EXCERPTED PASSAGE ::
[Begin]
Equivalence of Cauchy Sequences and Cauchy Approximations, HoTT

Question

In HoTT book (Homotopy Type Theory), in order to construct Cauchy reals they introduce the notion of Cauchy approximation, which are defined as :

$$x \hspace{0.1cm} \colon \mathbb{Q} \to \mathbb{R} \hspace{0.1cm} \mbox{such that} \hspace{0.1cm} \forall \hspace{0.1cm} (\epsilon, \delta \colon \mathbb{Q}_+). d(x_{\epsilon}-x_{\delta})< \epsilon + \delta$$

If I have a standard Cauchy sequence $x \hspace{0.1cm} \colon \mathbb{N} \to \mathbb{R}$ than I can obtain a Cauchy approximation via its modulus of convergence $M$, i.e. the function $\epsilon \to x_{M(\epsilon)}$.

On the other hand, if I have a Cauchy approximation I can get a Cauchy sequence for example by $n \to x_{\frac{1}{n}}$.
[End]
SOURCE EXCERPT ::
[Begin]
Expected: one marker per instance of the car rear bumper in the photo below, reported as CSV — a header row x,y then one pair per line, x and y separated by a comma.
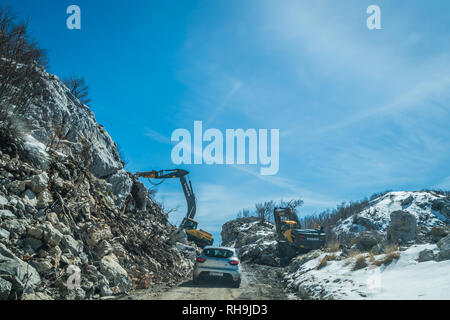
[End]
TASK ::
Resume the question on Cauchy sequences and Cauchy approximations from where it stops.

TASK RESULT ::
My question is : how do I show (if it's possible) that these two notions are equivalent if I'm interested only in their limits? More precisely :

• if I have a Cauchy approximation $x$ and two Cauchy sequences $\bar{x}, \tilde{x}$ obtained from $x$, is it true that $\mbox{lim}(\bar{x})= \mbox{lim}( \tilde{x})$ ?
• if I have a Cauchy sequence $x$ and two Cauchy approximations $\bar{x}, \tilde{x}$ obtained from $x$, do they have the same limit?

I think it would be sufficient to show that in either cases they are arbitrarily close.

Any help would be appreciated!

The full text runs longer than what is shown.